> [Selected extract]:
=======

Skaftafell National Park: Svartifoss, Vatnajokull and Skaftafellsjokur

On the drive to Skaftafell, Jamie and I and our French hitch-hikers stopped often to explore Iceland's version of "roadside attractions" — thousands of tiny rockpiles clustered on a hill with an Icelandic sign that we can only surmise reads "elf colony;" twisted steel beams from flood-rushed bridges, because these things happen when erupting volcanos suddenly melt glaciers; glaciers themselves, glistening tantalizingly in the not-so-distant distance, so that we would try to walk close enough to touch them. (They were tricky as the horizon, always staying just a few hundred feet out of reach.) 

Vatnajökull

Just off of Ring Road, before you reach the Visitor's Center for the national park (all of which was once a manor supporting three farmsteads), there's a place to park and a trail winding alongside the Vatnajokull glacier (covers 8% of Iceland and the largest in Europe). We could hear the ash-marbled ice cracking and shifting.

=======

> [Required actions]:
**A)** In the Skaftafell travel account, what share of Iceland does the Vatnajokull glacier cover?
**B)** Extend the Skaftafell travel account, beginning right after its last sentence.

Point annotation entries
=======

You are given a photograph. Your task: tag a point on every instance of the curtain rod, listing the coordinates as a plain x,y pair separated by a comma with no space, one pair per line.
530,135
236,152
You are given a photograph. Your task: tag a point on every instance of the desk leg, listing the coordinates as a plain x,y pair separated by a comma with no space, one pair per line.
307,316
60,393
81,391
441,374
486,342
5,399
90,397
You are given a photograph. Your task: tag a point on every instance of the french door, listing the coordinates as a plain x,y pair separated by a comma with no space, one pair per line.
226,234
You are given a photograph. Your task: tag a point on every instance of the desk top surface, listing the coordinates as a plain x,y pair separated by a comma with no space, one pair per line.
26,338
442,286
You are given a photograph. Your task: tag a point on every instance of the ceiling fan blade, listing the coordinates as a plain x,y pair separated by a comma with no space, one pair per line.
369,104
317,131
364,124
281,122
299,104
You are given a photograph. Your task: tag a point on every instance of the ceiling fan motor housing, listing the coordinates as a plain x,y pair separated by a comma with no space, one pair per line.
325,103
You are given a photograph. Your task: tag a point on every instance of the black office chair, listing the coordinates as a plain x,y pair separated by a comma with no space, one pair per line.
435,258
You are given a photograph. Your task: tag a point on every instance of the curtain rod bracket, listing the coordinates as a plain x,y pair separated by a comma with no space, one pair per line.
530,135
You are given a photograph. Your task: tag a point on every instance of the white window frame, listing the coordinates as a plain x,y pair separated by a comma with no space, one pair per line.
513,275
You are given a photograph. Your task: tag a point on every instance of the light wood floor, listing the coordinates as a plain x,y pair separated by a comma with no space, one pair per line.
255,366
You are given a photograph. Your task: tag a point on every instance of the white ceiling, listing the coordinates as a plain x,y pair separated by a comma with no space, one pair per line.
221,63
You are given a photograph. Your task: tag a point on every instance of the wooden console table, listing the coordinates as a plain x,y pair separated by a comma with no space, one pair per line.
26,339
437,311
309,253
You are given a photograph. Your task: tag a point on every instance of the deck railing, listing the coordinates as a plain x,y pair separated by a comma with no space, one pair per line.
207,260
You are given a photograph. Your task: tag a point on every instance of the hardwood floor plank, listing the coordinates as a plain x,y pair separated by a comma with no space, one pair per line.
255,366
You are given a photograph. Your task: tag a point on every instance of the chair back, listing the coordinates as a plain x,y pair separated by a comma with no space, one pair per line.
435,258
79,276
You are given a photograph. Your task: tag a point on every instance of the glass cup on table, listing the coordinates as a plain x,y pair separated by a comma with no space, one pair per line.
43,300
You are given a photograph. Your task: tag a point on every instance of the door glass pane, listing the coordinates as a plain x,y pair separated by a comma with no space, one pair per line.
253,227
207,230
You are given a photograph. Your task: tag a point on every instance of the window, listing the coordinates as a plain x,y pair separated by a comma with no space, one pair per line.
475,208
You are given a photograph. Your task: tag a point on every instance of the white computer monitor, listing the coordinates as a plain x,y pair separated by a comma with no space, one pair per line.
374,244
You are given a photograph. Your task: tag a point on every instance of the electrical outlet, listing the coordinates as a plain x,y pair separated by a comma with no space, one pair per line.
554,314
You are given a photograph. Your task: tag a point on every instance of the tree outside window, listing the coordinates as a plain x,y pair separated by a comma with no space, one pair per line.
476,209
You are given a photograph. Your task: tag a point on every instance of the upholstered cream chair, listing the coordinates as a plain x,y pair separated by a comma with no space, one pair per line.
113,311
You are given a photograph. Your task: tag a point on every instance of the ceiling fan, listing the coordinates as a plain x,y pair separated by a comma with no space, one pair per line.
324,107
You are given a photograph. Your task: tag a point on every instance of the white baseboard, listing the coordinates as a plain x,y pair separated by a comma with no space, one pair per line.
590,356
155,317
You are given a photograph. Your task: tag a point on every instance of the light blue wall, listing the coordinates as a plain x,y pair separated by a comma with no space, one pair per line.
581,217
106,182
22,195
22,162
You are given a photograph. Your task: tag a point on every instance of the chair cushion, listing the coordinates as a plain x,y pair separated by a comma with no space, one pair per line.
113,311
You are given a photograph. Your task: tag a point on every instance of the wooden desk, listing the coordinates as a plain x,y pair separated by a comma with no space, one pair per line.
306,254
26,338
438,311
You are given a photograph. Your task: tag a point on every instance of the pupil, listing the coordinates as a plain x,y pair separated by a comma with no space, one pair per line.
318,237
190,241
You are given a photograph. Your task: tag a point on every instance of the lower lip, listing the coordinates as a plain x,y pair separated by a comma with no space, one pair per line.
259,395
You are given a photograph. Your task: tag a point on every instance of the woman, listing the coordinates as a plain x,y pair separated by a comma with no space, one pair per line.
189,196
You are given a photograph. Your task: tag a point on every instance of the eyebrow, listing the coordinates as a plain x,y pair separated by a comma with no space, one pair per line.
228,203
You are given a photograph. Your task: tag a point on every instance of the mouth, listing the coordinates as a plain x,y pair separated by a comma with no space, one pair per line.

=======

> [Task-by-task answers]:
**A)** 8%

**B)**
At the Skafatell Visitor's Center, we said goodbye to the "little French peanuts," and Jamie and I watched a short doc about the 1996 eruption of Grimsvotn (the backstory of the damaged steel bridge), which is near the center of Vatnajokiull. A passing aircraft noticed cracks in the glacier hours before black ash shot 500 meters in the air and melt-waters raised the levels of nearby bodies of water, in some cases, 150 feet. Portions of Ring Road were completely wiped away. 

Grimsvotn erupted again in 2004, but the effects were much less dramatic.

From the Visitor's Center, we began a series of easy, rewarding hikes. First we headed along the 5.5 km loop, hitting Svartifoss, a unique waterfall tumbling over a sort of amphitheater of basalt columns. You're able to see the waterfall from above, below and in a larger context, as a hole in the surrounding hills and scrub forest, fed by a thin, snaking river. 

Farther along, we hit a small sod farm, built in 1912, abandoned in 1946 and maintained by the Icelandic government since 1972. There's a kitchen, living space, bedroom and barn open to the public.

Near the sod farm, there was a smaller waterfall, Mangusarfoss, and a couple of modern farmhouses that are still inhabited. We also found the remains of a small hydroelectric power plant on the River Skeioara, built in 1925 and used until 1973.  

Then we came to a vanished farmstead, Gömlutun, which was slowly relocated up the hill between 1830-50, away from the ever encroaching river (those glacial melts, remember?).

Back at the Visitor Center, we walked about a half hour across a black lava desert to get close to Skaftafellsjokur. Except for the ribboned glacier and looming mountains, the lagoon felt like a modern sculpture garden. Their were huge, sharp-edged chunks of ice floating, transparent enough to betray their internal tension and curves.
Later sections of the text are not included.